+++ DATA EXCERPTS
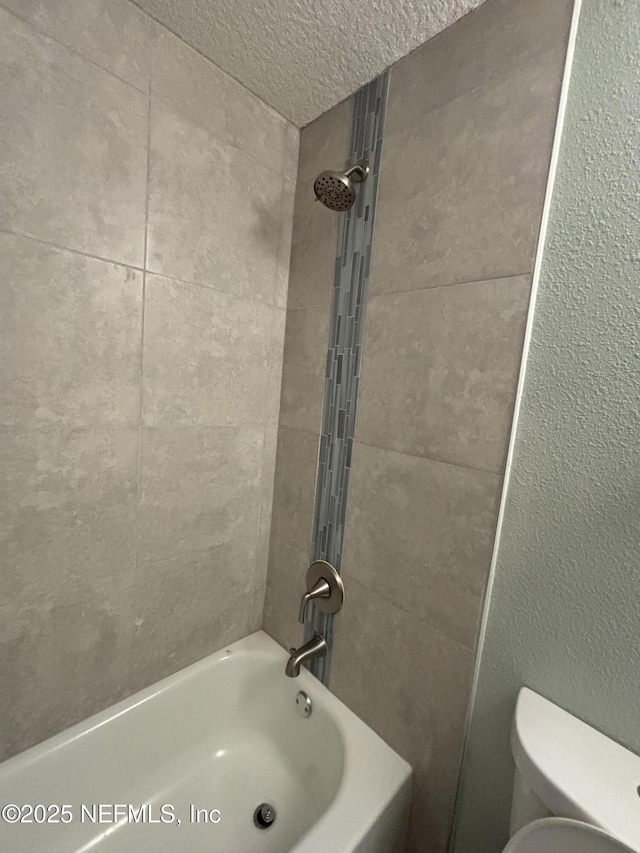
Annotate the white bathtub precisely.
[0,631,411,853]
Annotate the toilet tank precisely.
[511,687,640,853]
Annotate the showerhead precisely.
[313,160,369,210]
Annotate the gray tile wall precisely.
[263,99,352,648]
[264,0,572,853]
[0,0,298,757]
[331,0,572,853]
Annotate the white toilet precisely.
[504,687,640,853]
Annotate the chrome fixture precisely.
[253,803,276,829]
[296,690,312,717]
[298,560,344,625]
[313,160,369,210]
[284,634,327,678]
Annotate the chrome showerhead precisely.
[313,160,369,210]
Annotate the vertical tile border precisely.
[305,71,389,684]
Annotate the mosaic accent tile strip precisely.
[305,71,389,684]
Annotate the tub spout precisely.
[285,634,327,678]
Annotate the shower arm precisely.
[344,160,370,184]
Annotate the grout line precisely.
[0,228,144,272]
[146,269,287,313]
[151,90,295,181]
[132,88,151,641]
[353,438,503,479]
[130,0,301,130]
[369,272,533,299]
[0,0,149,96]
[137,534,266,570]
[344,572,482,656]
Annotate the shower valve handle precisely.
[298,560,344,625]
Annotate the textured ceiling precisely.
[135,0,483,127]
++++++
THE PROBLEM: Reproduce the listing from the line with "Annotate the shower valve handle precisely." through the end, swapping "textured ceiling" for "stucco ceiling" and leaving everything else as it is.

EXPECTED OUTPUT:
Annotate the shower valve handle precisely.
[298,560,344,625]
Annotate the stucco ceiling precisely.
[135,0,483,127]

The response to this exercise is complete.